> [Work to do]:
Extract the text of every row below verbatim, omitting the pictures.
:: Information given ::
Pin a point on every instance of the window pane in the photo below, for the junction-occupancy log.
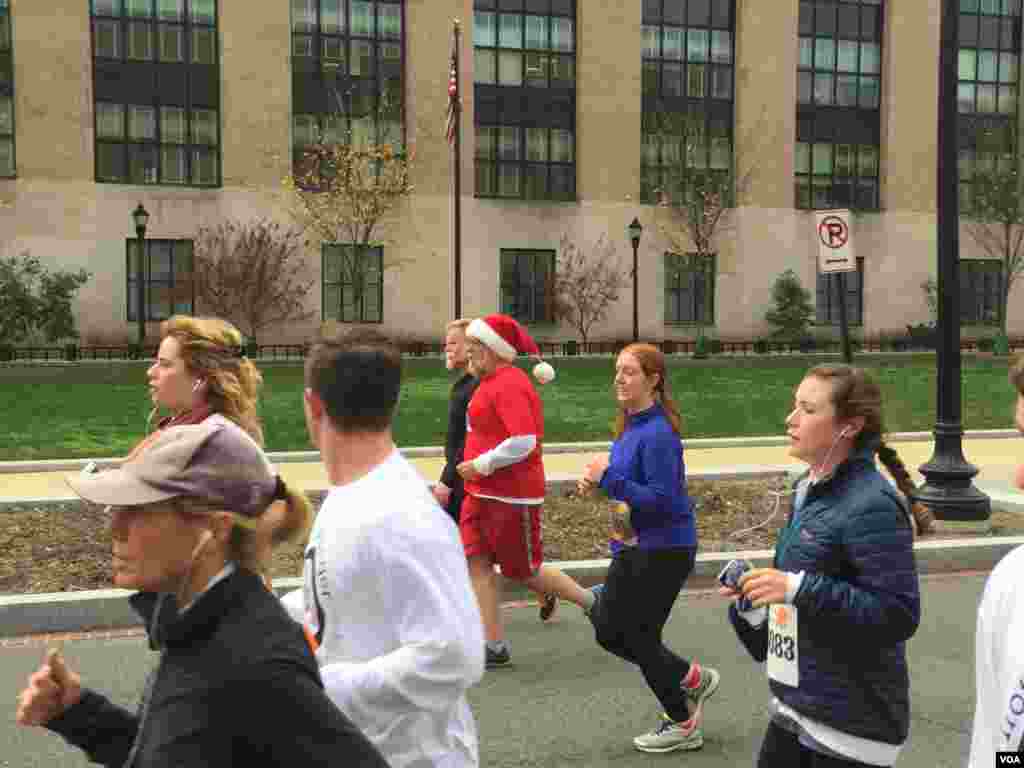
(510, 31)
(202, 11)
(205, 167)
(141, 123)
(332, 16)
(562, 38)
(484, 32)
(510, 68)
(110, 121)
(673, 43)
(108, 39)
(204, 126)
(483, 67)
(171, 42)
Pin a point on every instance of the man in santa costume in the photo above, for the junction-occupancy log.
(504, 476)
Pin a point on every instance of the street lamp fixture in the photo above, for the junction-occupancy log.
(140, 218)
(635, 229)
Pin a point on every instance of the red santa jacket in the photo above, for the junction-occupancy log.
(504, 406)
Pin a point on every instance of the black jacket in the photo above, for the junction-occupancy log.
(237, 685)
(455, 440)
(858, 603)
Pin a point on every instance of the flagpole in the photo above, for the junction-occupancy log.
(457, 187)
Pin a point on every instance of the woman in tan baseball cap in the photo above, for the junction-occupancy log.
(237, 682)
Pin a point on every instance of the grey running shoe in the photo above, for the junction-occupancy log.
(670, 735)
(496, 658)
(706, 688)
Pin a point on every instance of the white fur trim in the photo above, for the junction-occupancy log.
(480, 331)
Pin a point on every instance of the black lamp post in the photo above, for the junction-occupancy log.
(947, 489)
(635, 229)
(140, 217)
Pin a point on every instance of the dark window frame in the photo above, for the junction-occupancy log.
(986, 135)
(361, 312)
(984, 307)
(538, 311)
(7, 87)
(192, 79)
(541, 103)
(826, 128)
(329, 102)
(826, 312)
(662, 153)
(131, 248)
(700, 309)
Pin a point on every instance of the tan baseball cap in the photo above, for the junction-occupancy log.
(215, 462)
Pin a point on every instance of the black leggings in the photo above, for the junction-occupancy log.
(782, 748)
(639, 592)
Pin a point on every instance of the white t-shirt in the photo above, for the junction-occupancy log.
(388, 596)
(998, 711)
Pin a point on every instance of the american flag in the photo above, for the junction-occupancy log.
(452, 120)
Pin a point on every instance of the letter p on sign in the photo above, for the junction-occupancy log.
(835, 245)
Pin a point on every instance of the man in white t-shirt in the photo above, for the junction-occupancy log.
(998, 712)
(387, 599)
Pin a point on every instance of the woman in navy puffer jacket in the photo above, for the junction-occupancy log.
(833, 616)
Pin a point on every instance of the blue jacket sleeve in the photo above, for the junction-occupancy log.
(754, 639)
(879, 600)
(649, 499)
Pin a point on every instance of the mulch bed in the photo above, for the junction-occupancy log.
(67, 547)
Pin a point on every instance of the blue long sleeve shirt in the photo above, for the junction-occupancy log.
(646, 471)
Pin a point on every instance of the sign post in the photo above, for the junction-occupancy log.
(836, 256)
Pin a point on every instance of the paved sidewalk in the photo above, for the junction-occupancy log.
(995, 454)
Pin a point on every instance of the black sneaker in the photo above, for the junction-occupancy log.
(495, 658)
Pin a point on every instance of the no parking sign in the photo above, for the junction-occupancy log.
(835, 244)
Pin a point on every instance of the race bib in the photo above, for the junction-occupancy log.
(783, 655)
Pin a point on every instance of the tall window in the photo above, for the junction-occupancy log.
(826, 300)
(168, 276)
(157, 74)
(981, 291)
(6, 94)
(839, 93)
(986, 93)
(689, 290)
(524, 74)
(346, 73)
(352, 285)
(687, 61)
(526, 285)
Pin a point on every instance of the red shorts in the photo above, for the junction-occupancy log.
(509, 534)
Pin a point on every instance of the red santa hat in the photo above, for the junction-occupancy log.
(506, 338)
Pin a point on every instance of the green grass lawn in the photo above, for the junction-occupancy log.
(92, 411)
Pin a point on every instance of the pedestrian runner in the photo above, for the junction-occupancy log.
(833, 614)
(450, 491)
(504, 477)
(653, 548)
(387, 596)
(201, 370)
(998, 711)
(236, 683)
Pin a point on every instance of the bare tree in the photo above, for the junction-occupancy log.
(253, 273)
(994, 212)
(586, 284)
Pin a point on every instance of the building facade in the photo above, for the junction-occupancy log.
(198, 109)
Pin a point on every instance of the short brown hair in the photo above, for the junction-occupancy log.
(357, 375)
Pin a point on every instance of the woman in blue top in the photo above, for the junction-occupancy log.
(653, 550)
(842, 597)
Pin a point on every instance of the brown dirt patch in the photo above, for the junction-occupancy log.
(67, 547)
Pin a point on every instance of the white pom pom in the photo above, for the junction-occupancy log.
(544, 373)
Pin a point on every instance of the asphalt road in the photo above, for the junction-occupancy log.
(566, 702)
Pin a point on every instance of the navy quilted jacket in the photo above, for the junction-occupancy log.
(858, 604)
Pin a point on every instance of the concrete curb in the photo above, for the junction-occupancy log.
(109, 609)
(434, 452)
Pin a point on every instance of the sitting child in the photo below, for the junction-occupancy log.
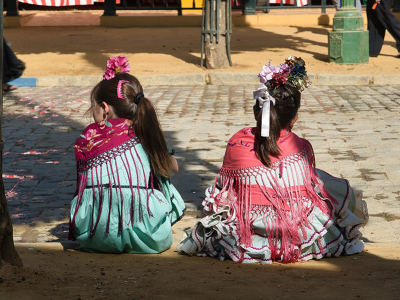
(269, 202)
(124, 201)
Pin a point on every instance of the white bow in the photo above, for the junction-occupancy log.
(264, 98)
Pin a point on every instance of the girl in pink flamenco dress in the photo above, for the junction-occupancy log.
(269, 202)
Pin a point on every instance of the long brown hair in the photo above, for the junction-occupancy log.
(285, 109)
(143, 116)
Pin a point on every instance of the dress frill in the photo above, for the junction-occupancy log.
(217, 234)
(118, 210)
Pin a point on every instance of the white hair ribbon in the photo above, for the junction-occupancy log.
(264, 98)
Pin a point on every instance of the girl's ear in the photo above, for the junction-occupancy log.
(292, 122)
(107, 110)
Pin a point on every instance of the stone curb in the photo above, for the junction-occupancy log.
(206, 79)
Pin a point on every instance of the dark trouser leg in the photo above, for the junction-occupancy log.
(375, 28)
:::
> [Result for this task]:
Pin a point on every instance of the window pane in the photo below, for the junction-occupancy log.
(510, 31)
(202, 11)
(205, 167)
(141, 123)
(332, 16)
(562, 38)
(484, 32)
(510, 68)
(110, 121)
(673, 43)
(108, 39)
(204, 126)
(483, 67)
(171, 42)
Pin a point on every instance of the man in santa costume in the photo above, for the junction-occupancy log.
(504, 476)
Pin a point on every instance of the street lamp fixture in the photo above, for the junction-occupancy log.
(140, 218)
(635, 229)
Pin a point on every instance of the red santa jacket in the photo above, for the junction-occupancy log.
(504, 406)
Pin a point on every instance of the black jacket in the photo above, for the junction-occupancy log.
(237, 685)
(455, 440)
(858, 603)
Pin a point on every instance of the flagpole in the photo above, for the junction-occupancy log.
(457, 187)
Pin a point on every instance of the woman in tan baseball cap in the photo above, for the junction-occupancy log.
(237, 682)
Pin a point on every instance of the grey running shoe in the photo above, for the junction-occupancy log.
(670, 735)
(496, 658)
(706, 688)
Pin a point on every instance of the white fur trim in the photo above, for the junction-occupancy log.
(480, 331)
Pin a point on every instance of the black lamp post in the photo above, for the junction-occupancy log.
(947, 489)
(635, 229)
(140, 217)
Pin a point on every instance of the dark window frame in the photo above, for the junction-occupancy log.
(986, 135)
(361, 312)
(984, 307)
(538, 311)
(7, 87)
(192, 79)
(541, 103)
(826, 128)
(329, 102)
(826, 312)
(662, 153)
(131, 248)
(700, 309)
Pin a point on every instance of the tan baseball cap in the photo above, for the junction-occupancy log.
(215, 462)
Pin a point on every instance of the black leggings in the photo above, for the junction-occupancy log.
(782, 748)
(639, 592)
Pin a point on every instance of the white t-shirt in the photo above, for the junction-occupancy log.
(388, 596)
(998, 711)
Pin a point on every instance of the american flag in the photo above, for the junction-occupancy log.
(452, 120)
Pin a point on every instance of the letter p on sign in the photo above, for the junction-occupancy log.
(835, 245)
Pin a point on every instance of the man in white t-shirt in the photo above, for the junction-occupancy log.
(998, 712)
(387, 599)
Pin a point on every instance of the woman in navy puffer jacket in the photo above, for the junction-occupancy log.
(833, 616)
Pin a point on every instance of the blue jacket sleeve in the photo above, for the junction-occupancy log.
(754, 639)
(879, 600)
(649, 499)
Pin a point on every instance of the mulch bed in the photo above, for the junction-occupancy log.
(67, 547)
Pin a point on every instance of the blue long sleeve shirt in the photo above, for the junction-occupancy log.
(646, 471)
Pin a point on every instance of the sign post in the photo above, for the junction-occupancy log.
(836, 256)
Pin a point on every instance of the paved sidewalk in the photo above, for the junction-occupancy log.
(995, 454)
Pin a point on every instance of the black sneaker in the photo above, for the junction-occupancy log.
(495, 658)
Pin a point on every instance of the no parking sign in the photo above, for the junction-occupancy log.
(835, 244)
Pin a point on every instance of the race bib in the photo above, for the junction-occupancy log.
(783, 655)
Pin a point on every instance of the tall window in the photo above, for the junction-occupancy log.
(826, 300)
(168, 276)
(157, 74)
(981, 291)
(6, 94)
(839, 93)
(986, 93)
(689, 290)
(524, 74)
(346, 73)
(352, 285)
(687, 61)
(526, 285)
Pin a point on every instance of the red shorts in the photo above, for the junction-occupancy log.
(509, 534)
Pin a point on every instance of the red santa hat in the photo above, for the junction-occupancy log.
(506, 338)
Pin a point on every instance of the green grass lawn in the photo above, for the junction-occupancy log.
(92, 411)
Pin a point on every instance of the pedestrian runner in the photo above, for the junction-occupancy log.
(833, 614)
(450, 491)
(504, 477)
(653, 548)
(387, 596)
(201, 370)
(998, 711)
(236, 683)
Pin a point on every instance of the bare tree in the photo above, for the junction-occupancy log.
(253, 273)
(994, 212)
(586, 284)
Pin a point on every instance of the building facade in the photo above, for the junction-occupancy log.
(198, 109)
Pin a point on every instance of the short brown hair in the photo above, for the junction-occupancy log.
(357, 375)
Pin a point on every instance of the woman in blue top in the photo above, for the junction-occupancy log.
(653, 550)
(842, 597)
Pin a point on every instance of the brown dirt patch in the photo above, for the junction-occupancy log.
(67, 547)
Pin a point on every instance of the white pom pom in the photo above, for the junction-occupancy log.
(544, 373)
Pin a point on every instance of the asphalt road in the photo above, for the junction-occupancy log.
(566, 702)
Pin a point on every instance of the navy quilted jacket in the photo above, for the junction-occupancy log.
(858, 604)
Pin a point on every instance of the concrete curb in the photo above, for the junction-occupancy log.
(109, 609)
(434, 452)
Pin a point on every instance of the sitting child in the photo below, for the junction-occupancy log.
(269, 202)
(124, 201)
Pin a point on every instance of the white bow in the photo above, for the junction-occupancy log.
(264, 98)
Pin a point on every instance of the girl in pink flamenco dress in the photo above, for the junction-occupancy log.
(269, 202)
Pin a point on every instance of the long brown hair in the photo above, for the junction-occupancy log.
(285, 109)
(143, 116)
Pin a point on every instance of the dress frill in the photo above, for the junction-occupancy log.
(217, 234)
(118, 210)
Pin a point on every instance of the white hair ribbon in the photo above, for the junction-occupancy log.
(264, 98)
Pin a point on every instance of the girl's ear in the photo above, for the junction-occupancy log.
(292, 122)
(107, 110)
Pin a point on every instance of the stone curb in the photo above, for the junction-occupancy log.
(206, 79)
Pin a point on every instance of the dark trouser leg in the photo above, for the junction-occupancy log.
(375, 28)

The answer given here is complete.